:: INPUT MATERIAL ::
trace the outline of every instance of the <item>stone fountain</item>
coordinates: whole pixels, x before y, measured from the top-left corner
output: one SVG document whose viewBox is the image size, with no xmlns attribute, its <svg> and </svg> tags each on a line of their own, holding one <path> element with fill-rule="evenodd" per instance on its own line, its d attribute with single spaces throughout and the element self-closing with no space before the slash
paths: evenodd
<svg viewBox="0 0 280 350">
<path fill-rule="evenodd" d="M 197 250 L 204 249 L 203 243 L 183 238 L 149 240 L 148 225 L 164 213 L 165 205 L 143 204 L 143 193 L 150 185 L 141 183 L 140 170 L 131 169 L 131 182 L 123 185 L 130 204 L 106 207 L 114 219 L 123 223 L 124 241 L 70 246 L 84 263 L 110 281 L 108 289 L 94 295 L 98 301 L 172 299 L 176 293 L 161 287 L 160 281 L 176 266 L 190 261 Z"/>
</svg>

==

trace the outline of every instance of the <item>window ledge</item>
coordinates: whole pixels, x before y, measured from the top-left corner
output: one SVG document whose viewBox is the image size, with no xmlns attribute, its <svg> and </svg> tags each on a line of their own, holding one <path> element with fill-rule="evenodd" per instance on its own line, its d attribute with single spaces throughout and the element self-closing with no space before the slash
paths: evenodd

:: EXERCISE INSTRUCTIONS ::
Check each line of the records for the word "outline" and extract those that contain it.

:: THE ANSWER ::
trace the outline of every instance of the <item>stone fountain</item>
trace the outline of every instance of the <item>window ledge</item>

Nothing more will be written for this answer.